- Task instructions:
Rewrite every one of the records below as a JSON list of strings, with one string per line and blank lines omitted.
## Begin
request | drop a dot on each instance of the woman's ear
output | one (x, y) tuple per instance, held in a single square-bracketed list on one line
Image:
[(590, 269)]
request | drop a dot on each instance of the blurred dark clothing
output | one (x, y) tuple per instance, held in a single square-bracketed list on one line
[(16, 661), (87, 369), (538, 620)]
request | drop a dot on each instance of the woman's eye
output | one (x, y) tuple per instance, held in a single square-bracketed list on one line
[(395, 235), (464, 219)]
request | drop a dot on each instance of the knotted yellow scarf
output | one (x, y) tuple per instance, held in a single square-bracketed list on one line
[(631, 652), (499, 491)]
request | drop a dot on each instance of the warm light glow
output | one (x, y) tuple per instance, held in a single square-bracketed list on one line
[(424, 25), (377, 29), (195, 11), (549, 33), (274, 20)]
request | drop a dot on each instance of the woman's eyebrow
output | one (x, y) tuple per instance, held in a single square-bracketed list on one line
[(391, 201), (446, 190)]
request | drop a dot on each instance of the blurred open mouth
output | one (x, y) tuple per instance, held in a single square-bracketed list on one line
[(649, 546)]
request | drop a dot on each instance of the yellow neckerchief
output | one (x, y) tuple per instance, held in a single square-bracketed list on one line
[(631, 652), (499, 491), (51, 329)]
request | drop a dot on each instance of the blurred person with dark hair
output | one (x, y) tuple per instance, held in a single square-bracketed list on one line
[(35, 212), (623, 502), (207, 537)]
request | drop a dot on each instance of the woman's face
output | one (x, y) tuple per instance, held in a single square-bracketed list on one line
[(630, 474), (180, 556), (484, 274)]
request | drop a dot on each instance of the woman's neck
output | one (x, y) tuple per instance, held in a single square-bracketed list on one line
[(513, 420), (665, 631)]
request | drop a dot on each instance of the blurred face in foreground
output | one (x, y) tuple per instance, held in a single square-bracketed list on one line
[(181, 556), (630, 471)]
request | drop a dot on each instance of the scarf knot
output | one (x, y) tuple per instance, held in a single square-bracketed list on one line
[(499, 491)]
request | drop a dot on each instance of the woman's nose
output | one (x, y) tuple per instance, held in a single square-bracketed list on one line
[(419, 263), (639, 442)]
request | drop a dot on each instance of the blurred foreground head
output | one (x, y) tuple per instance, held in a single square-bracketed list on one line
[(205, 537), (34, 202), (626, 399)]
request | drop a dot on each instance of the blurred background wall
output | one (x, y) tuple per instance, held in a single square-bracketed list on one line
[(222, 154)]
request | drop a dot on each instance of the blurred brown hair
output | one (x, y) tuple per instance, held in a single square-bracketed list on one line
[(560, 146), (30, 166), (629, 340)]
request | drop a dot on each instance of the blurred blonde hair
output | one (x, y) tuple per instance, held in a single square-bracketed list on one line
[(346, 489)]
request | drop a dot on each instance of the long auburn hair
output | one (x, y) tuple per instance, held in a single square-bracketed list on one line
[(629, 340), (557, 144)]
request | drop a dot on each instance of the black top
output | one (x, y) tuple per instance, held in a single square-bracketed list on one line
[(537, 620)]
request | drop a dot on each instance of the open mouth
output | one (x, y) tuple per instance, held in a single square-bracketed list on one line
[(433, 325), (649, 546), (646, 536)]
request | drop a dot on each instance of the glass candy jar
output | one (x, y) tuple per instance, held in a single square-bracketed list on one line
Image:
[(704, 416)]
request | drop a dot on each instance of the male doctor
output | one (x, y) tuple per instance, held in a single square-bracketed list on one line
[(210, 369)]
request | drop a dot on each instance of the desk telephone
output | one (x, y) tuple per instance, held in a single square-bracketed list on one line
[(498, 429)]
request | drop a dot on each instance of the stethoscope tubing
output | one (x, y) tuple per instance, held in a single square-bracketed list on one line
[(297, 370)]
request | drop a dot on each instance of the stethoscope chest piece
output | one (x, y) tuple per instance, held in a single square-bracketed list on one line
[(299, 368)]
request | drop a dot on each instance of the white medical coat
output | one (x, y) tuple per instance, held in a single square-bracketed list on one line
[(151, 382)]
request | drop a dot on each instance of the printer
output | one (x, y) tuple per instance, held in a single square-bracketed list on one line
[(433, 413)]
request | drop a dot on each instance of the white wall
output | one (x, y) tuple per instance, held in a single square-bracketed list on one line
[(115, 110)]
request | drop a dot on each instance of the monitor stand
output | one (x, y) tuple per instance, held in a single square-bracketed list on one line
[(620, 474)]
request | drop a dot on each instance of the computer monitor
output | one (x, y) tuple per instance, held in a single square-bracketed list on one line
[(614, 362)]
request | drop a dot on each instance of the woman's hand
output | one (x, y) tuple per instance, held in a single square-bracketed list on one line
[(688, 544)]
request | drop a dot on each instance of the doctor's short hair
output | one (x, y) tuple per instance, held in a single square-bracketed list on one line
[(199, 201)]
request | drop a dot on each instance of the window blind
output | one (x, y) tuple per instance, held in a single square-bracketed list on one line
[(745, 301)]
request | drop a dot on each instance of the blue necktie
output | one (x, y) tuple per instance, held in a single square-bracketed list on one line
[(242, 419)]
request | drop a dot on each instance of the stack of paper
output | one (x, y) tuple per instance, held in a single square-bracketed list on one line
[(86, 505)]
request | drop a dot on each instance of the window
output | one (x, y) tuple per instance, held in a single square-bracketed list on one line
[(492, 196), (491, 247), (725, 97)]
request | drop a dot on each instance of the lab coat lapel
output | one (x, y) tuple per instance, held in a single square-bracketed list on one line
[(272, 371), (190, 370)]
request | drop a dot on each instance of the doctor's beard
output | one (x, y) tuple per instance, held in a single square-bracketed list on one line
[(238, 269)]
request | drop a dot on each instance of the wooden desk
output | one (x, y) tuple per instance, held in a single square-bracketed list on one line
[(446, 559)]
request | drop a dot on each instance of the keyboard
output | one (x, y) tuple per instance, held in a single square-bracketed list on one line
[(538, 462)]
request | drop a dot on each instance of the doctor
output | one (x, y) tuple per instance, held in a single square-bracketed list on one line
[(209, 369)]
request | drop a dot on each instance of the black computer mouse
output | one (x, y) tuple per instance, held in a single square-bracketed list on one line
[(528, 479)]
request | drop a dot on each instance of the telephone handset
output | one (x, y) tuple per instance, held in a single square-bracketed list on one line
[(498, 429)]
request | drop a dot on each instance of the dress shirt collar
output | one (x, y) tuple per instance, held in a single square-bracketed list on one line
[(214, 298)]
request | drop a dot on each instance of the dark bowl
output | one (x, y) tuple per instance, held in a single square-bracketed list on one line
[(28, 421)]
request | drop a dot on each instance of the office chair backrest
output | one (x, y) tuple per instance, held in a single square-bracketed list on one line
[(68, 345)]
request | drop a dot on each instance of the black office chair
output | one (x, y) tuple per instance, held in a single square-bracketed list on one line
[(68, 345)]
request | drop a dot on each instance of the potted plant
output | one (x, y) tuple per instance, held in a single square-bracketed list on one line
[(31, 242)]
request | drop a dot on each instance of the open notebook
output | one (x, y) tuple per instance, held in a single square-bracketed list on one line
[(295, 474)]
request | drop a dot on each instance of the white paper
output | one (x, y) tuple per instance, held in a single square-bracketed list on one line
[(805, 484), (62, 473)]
## End
- Task solution:
[
  "request | drop a dot on each instance of the woman's ear",
  "output | one (x, y) tuple per instance, held in a single square-bracketed list on one line",
  "Image:",
  "[(590, 269)]",
  "request | drop a dot on each instance of the blurred dark clothing",
  "output | one (x, y) tuple per instance, held in a single square-bracketed list on one line",
  "[(16, 661), (87, 369), (538, 620)]",
  "request | drop a dot on each instance of the woman's eye",
  "output | one (x, y) tuple per instance, held in a single square-bracketed list on one line",
  "[(395, 235), (464, 219)]",
  "request | drop a dot on each instance of the knotted yellow scarf",
  "output | one (x, y) tuple per instance, held in a single square-bracketed list on one line",
  "[(631, 652), (499, 491)]",
  "request | drop a dot on each instance of the warm light glow",
  "output | one (x, y) tuple per instance, held in a single square-bracketed list on one line",
  "[(424, 25), (377, 29), (195, 11), (549, 33), (274, 20)]",
  "request | drop a dot on each instance of the woman's eyebrow",
  "output | one (x, y) tuple per instance, held in a single square-bracketed list on one line",
  "[(391, 201), (446, 190)]",
  "request | drop a dot on each instance of the blurred open mouth",
  "output | one (x, y) tuple per instance, held in a single square-bracketed list on one line",
  "[(649, 546)]",
  "request | drop a dot on each instance of the yellow neckerchief",
  "output | one (x, y) tuple per instance, held in a single square-bracketed list on one line",
  "[(631, 652), (499, 491), (51, 329)]",
  "request | drop a dot on each instance of the blurred person with dark hair",
  "output | one (x, y) tuple per instance, held in a single square-bracketed list on one line",
  "[(35, 212), (623, 502), (207, 537)]",
  "request | drop a dot on each instance of the woman's face",
  "output | one (x, y) tuple per instance, held in a single square-bracketed list on one line",
  "[(630, 474), (180, 556), (484, 274)]",
  "request | drop a dot on each instance of the woman's neck",
  "output | one (x, y) tuple per instance, held in a single square-bracketed list on one line",
  "[(513, 420), (665, 631)]",
  "request | drop a dot on each instance of the blurred face in foreground",
  "output | one (x, y) tuple per instance, held in a single square-bracketed list on one line",
  "[(181, 556), (630, 471)]",
  "request | drop a dot on each instance of the scarf knot",
  "output | one (x, y) tuple per instance, held in a single square-bracketed list on one line",
  "[(499, 491)]",
  "request | drop a dot on each instance of the woman's nose",
  "output | one (x, y) tuple per instance, held in a single square-bracketed list on one line",
  "[(419, 263), (639, 442)]",
  "request | drop a dot on each instance of the blurred foreground head",
  "output | one (x, y) tuple per instance, held in a single square-bracketed list on one line",
  "[(205, 537), (34, 202), (626, 399)]",
  "request | drop a dot on each instance of the blurred background wall",
  "output | one (x, y) tuple per instance, held in a single square-bracketed list on one line",
  "[(222, 154)]",
  "request | drop a dot on each instance of the blurred brown hair",
  "output | one (x, y) tuple per instance, held in a single square-bracketed list on one line",
  "[(560, 146), (30, 166), (629, 340)]",
  "request | drop a dot on each instance of the blurred blonde hair",
  "output | one (x, y) tuple per instance, held in a single square-bracketed list on one line",
  "[(346, 489)]",
  "request | drop a dot on each instance of the long auburn hair",
  "output | one (x, y) tuple per instance, held in a single square-bracketed list on one line",
  "[(629, 340), (557, 144)]",
  "request | drop a dot on each instance of the black top",
  "output | one (x, y) tuple per instance, held in a single square-bracketed list on one line",
  "[(537, 620)]",
  "request | drop a dot on each instance of the open mouth",
  "output | one (x, y) tuple per instance, held in a single square-bracketed list on one line",
  "[(433, 325), (649, 546), (646, 536)]",
  "request | drop a dot on each instance of the glass candy jar",
  "output | one (x, y) tuple per instance, held in a single square-bracketed list on one line",
  "Image:",
  "[(704, 416)]",
  "request | drop a dot on each instance of the male doctor",
  "output | one (x, y) tuple per instance, held in a single square-bracketed list on one line",
  "[(210, 369)]",
  "request | drop a dot on each instance of the desk telephone",
  "output | one (x, y) tuple per instance, held in a single square-bracketed list on one line",
  "[(498, 429)]",
  "request | drop a dot on each instance of the stethoscope tubing",
  "output | one (x, y) tuple per instance, held in a single square-bracketed list on one line",
  "[(297, 370)]",
  "request | drop a dot on each instance of the stethoscope chest piece",
  "output | one (x, y) tuple per instance, held in a single square-bracketed list on one line",
  "[(299, 368)]",
  "request | drop a dot on each instance of the white medical coat",
  "output | one (x, y) tuple per instance, held in a single square-bracketed list on one line",
  "[(151, 382)]",
  "request | drop a dot on each instance of the printer",
  "output | one (x, y) tuple per instance, held in a single square-bracketed list on one line",
  "[(433, 413)]",
  "request | drop a dot on each instance of the white wall",
  "output | one (x, y) tuple per instance, held in a single square-bracketed list on one line",
  "[(115, 110)]",
  "request | drop a dot on each instance of the monitor stand",
  "output | one (x, y) tuple per instance, held in a single square-bracketed list on one line",
  "[(620, 474)]",
  "request | drop a dot on each instance of the computer monitor",
  "output | one (x, y) tuple per instance, held in a single square-bracketed list on one line",
  "[(614, 362)]",
  "request | drop a dot on each instance of the woman's hand",
  "output | one (x, y) tuple per instance, held in a single square-bracketed list on one line",
  "[(688, 544)]",
  "request | drop a dot on each instance of the doctor's short hair",
  "output | one (x, y) tuple per instance, held in a single square-bracketed list on one line",
  "[(199, 201)]",
  "request | drop a dot on each instance of the window blind",
  "output | one (x, y) tuple per instance, held in a single square-bracketed list on one line",
  "[(745, 301)]",
  "request | drop a dot on each instance of the blue necktie",
  "output | one (x, y) tuple per instance, held in a single square-bracketed list on one line",
  "[(242, 419)]",
  "request | drop a dot on each instance of the stack of paper",
  "output | one (x, y) tuple per instance, held in a single square-bracketed list on one line",
  "[(86, 505)]",
  "request | drop a dot on each instance of the window",
  "output | one (x, y) tuple per instance, held in a single square-bracketed list on one line",
  "[(492, 196), (491, 247), (725, 97)]",
  "request | drop a dot on each instance of the lab coat lapel",
  "output | one (x, y) tuple per instance, held in a single square-bracketed list on one line",
  "[(272, 371), (190, 370)]",
  "request | drop a dot on each instance of the doctor's beard",
  "output | one (x, y) tuple per instance, held in a single square-bracketed list on one line",
  "[(238, 269)]",
  "request | drop a dot on each instance of the wooden desk",
  "output | one (x, y) tuple per instance, held in a single square-bracketed list on one line",
  "[(446, 559)]",
  "request | drop a dot on each instance of the keyboard",
  "output | one (x, y) tuple per instance, held in a single square-bracketed list on one line",
  "[(538, 462)]",
  "request | drop a dot on each instance of the doctor",
  "output | one (x, y) tuple per instance, held in a single square-bracketed list on one line",
  "[(209, 369)]",
  "request | drop a dot on each instance of the black computer mouse",
  "output | one (x, y) tuple per instance, held in a single square-bracketed list on one line",
  "[(528, 479)]",
  "request | drop a dot on each instance of the telephone handset",
  "output | one (x, y) tuple per instance, held in a single square-bracketed list on one line",
  "[(498, 429)]",
  "request | drop a dot on each instance of the dress shirt collar",
  "output | one (x, y) tuple per instance, held in a single square-bracketed list on one line",
  "[(214, 298)]",
  "request | drop a dot on each instance of the dark bowl",
  "output | one (x, y) tuple per instance, held in a single square-bracketed list on one line",
  "[(28, 421)]",
  "request | drop a dot on each instance of the office chair backrest",
  "output | one (x, y) tuple per instance, held in a single square-bracketed list on one line",
  "[(68, 345)]",
  "request | drop a dot on each instance of the black office chair",
  "output | one (x, y) tuple per instance, held in a single square-bracketed list on one line",
  "[(68, 345)]",
  "request | drop a dot on each instance of the potted plant",
  "output | one (x, y) tuple per instance, held in a single square-bracketed list on one line",
  "[(31, 242)]",
  "request | drop a dot on each instance of the open notebook",
  "output | one (x, y) tuple per instance, held in a single square-bracketed list on one line",
  "[(295, 474)]",
  "request | drop a dot on each instance of the white paper",
  "output | one (x, y) tuple per instance, held in a single square-bracketed list on one line",
  "[(805, 484), (62, 473)]"
]